“Caring for the caregivers” (Podium, April 29) poignantly portrayed the challenges to the mental health of medical professionals. Health care providers endure increased stress in all settings, from specialty group practices to the highly unusual emergency triage environment required during the tragedy at the Boston Marathon. The big question is what can help alleviate this widespread crisis in clinicians?
I have researched the issue through interviews with award-winning humanitarian physicians. My results showed that the doctors’ methods for avoiding burnout were based on time-honored approaches, including being appropriately assertive, spending time with family and friends, getting exercise, seeing the humor in tough situations, and deliberately seeking downtime. In essence, they consistently practice the type of sensible advice that their doting grandmothers might have given them.

* **Problem 1**:
Reproduce the passage on caregiver burnout starting at "I have researched" and ending at "have given them.".
* **Problem 2**:
Answer these questions from the passage on caregiver burnout.
(a) Which event is said to have required a highly unusual emergency triage environment?
(b) Whom did the writer interview while researching the issue?
(c) On what date did "Caring for the caregivers" appear?
* **Problem 3**:
Write the next part of the passage on caregiver burnout, beginning after its last sentence.
The rows aren't needed for any of this.

* **Data shown**:
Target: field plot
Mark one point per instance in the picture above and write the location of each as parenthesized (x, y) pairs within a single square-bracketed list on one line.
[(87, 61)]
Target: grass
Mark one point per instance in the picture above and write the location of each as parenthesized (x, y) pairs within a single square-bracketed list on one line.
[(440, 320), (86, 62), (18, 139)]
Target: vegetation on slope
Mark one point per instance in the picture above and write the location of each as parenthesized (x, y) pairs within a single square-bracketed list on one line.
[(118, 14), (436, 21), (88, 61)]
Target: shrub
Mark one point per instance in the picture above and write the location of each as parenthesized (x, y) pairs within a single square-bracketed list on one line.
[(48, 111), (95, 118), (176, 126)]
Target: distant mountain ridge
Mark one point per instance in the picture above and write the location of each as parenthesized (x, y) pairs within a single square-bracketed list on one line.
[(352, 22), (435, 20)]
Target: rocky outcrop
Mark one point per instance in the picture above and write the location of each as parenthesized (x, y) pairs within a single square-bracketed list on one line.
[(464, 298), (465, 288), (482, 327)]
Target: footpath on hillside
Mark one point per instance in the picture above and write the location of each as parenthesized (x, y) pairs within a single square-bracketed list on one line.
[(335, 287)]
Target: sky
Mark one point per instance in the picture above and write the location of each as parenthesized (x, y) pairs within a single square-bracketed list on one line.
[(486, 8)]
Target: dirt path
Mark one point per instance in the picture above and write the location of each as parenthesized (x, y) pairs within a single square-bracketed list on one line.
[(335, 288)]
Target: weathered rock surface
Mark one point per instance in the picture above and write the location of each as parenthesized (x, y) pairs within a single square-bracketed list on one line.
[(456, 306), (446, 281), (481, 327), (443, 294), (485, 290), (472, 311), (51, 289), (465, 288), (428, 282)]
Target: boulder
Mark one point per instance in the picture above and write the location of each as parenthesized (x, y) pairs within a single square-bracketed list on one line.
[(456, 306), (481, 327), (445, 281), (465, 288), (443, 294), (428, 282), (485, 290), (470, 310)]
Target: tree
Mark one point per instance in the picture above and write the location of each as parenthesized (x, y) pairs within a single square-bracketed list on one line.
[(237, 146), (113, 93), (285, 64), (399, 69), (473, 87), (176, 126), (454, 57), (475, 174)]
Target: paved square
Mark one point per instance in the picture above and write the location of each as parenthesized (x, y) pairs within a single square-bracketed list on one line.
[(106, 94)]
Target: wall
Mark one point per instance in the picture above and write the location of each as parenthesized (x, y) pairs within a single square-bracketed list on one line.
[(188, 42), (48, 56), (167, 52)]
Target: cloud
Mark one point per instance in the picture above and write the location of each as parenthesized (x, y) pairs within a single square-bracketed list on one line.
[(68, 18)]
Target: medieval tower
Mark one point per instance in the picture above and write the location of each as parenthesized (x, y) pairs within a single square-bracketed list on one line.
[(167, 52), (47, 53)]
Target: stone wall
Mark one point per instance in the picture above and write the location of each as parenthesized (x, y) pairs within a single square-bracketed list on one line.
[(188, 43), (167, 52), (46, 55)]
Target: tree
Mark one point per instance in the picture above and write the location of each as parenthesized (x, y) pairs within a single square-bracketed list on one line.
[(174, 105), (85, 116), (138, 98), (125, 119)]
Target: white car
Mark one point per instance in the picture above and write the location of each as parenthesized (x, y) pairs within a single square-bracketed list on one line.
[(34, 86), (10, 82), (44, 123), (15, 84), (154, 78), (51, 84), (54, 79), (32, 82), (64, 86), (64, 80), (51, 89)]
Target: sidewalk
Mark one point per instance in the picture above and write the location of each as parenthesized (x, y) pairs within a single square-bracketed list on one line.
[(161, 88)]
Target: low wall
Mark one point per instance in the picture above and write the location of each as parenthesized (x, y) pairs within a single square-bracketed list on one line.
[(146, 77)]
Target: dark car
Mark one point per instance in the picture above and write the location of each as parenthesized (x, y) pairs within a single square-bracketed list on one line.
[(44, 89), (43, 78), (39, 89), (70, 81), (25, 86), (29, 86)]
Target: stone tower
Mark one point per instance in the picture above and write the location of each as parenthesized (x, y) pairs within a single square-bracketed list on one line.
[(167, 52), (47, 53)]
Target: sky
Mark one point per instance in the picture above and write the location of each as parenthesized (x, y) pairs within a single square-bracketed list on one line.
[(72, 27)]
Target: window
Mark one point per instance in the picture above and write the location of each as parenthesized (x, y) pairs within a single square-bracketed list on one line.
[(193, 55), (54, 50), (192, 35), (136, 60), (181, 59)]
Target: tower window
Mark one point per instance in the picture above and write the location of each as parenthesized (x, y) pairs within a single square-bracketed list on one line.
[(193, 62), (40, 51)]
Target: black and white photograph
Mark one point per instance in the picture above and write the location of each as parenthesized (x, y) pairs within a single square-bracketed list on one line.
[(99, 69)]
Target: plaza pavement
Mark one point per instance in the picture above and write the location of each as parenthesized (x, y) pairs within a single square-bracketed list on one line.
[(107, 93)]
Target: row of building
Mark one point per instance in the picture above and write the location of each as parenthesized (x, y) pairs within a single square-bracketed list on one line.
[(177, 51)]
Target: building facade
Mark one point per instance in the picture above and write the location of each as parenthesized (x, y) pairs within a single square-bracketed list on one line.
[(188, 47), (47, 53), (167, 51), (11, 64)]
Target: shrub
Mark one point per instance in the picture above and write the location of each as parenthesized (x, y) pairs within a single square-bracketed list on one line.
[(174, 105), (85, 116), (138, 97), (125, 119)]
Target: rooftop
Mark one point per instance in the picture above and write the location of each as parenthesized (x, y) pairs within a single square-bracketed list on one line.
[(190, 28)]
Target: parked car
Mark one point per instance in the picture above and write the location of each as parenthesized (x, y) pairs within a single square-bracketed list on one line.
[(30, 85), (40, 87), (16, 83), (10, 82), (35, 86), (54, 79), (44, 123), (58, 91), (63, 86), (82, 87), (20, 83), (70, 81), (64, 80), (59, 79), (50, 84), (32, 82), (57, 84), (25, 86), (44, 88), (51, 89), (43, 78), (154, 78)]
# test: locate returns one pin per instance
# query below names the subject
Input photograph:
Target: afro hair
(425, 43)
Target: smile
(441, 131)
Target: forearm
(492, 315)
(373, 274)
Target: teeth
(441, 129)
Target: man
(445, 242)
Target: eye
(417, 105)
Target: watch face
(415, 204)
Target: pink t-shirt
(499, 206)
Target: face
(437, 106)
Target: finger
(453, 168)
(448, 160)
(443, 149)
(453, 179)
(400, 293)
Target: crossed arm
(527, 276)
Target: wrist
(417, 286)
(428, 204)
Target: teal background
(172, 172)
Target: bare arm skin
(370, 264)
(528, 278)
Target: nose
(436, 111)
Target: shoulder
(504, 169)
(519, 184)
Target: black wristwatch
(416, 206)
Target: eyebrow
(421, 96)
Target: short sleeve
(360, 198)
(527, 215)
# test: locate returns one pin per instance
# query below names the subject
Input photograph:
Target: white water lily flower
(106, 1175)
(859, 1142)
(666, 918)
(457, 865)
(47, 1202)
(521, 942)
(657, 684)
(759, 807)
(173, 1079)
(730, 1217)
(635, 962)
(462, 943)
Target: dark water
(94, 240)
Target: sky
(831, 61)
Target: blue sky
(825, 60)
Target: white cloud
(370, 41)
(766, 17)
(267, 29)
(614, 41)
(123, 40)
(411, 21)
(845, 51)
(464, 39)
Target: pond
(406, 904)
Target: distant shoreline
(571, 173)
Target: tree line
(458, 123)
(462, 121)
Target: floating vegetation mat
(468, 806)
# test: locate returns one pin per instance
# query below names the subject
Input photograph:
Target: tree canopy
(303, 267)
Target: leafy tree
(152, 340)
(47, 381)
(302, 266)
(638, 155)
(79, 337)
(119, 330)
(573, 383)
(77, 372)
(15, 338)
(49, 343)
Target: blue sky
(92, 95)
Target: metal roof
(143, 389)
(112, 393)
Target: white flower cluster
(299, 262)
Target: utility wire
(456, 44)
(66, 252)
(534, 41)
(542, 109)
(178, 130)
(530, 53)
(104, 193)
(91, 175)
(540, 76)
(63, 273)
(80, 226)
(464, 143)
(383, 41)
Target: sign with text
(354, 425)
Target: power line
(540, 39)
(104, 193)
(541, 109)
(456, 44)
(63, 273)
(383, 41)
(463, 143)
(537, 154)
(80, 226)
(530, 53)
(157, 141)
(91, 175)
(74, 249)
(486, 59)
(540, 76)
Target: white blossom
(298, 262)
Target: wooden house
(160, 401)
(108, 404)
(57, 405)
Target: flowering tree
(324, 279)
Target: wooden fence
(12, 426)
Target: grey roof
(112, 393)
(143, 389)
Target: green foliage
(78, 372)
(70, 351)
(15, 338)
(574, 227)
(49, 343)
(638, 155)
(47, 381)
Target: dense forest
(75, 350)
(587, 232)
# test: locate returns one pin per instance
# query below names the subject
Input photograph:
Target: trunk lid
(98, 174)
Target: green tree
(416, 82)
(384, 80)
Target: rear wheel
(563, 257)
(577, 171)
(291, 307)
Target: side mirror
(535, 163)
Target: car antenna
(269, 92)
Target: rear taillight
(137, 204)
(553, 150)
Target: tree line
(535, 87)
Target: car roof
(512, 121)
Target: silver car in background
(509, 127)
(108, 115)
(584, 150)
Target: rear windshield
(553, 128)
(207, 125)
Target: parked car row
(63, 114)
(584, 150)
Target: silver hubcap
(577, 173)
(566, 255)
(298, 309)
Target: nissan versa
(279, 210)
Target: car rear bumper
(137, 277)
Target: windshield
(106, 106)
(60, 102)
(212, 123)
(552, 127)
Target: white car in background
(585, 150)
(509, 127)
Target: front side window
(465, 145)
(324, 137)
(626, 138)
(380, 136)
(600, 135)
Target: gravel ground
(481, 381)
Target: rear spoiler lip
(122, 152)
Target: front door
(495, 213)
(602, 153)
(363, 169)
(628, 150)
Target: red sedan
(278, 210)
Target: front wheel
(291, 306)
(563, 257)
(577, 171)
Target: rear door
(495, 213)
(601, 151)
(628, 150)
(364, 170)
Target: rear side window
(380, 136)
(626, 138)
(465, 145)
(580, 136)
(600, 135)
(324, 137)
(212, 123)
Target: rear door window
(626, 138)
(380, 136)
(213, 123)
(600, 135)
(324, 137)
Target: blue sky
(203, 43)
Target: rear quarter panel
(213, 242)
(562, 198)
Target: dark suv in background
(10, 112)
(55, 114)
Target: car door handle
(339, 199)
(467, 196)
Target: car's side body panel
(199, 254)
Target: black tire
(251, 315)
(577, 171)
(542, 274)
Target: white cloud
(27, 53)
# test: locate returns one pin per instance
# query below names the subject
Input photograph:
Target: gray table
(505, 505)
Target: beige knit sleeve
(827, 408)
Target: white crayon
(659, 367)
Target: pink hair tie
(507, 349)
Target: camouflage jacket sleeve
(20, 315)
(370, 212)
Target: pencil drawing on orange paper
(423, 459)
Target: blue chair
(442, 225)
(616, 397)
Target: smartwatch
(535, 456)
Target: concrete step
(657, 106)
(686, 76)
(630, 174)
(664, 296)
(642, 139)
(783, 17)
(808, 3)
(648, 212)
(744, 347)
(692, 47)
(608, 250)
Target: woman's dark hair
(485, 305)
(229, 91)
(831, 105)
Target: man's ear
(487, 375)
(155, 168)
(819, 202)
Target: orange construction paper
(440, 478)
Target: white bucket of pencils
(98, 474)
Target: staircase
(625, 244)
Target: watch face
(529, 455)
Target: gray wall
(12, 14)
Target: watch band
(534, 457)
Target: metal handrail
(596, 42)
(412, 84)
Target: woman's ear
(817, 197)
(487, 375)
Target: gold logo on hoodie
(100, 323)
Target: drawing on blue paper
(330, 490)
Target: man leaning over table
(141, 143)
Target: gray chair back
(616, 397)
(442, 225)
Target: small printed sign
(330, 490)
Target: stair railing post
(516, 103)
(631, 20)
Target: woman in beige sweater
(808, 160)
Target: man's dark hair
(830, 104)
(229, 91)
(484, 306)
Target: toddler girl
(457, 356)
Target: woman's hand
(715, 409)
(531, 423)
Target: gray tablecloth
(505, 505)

* **Written response 1**:
I have researched the issue through interviews with award-winning humanitarian physicians. My results showed that the doctors’ methods for avoiding burnout were based on time-honored approaches, including being appropriately assertive, spending time with family and friends, getting exercise, seeing the humor in tough situations, and deliberately seeking downtime. In essence, they consistently practice the type of sensible advice that their doting grandmothers might have given them.

* **Written response 2**:
(a) The tragedy at the Boston Marathon.
(b) Award-winning humanitarian physicians.
(c) April 29.

* **Written response 3**:
My discussions with the physicians indicate that they have given a lot of thought to the need for taking care of themselves so that they can remain available to both patients and colleagues. These busy doctors exploded the myth that only the idle rich get some relaxation and recreation. All of the doctors lived by a code of doing good while doing well — and they recognized that there was a spiritual undercurrent to their work that continuously boosted their morale.
If today’s leaders in health care make room for and support this type of old-fashioned wisdom, it could make a real difference to today’s overburdened practitioners and the next generation preparing to join the profession.
The writer is associate professor of psychology in the health sciences and industry program at Bentley University.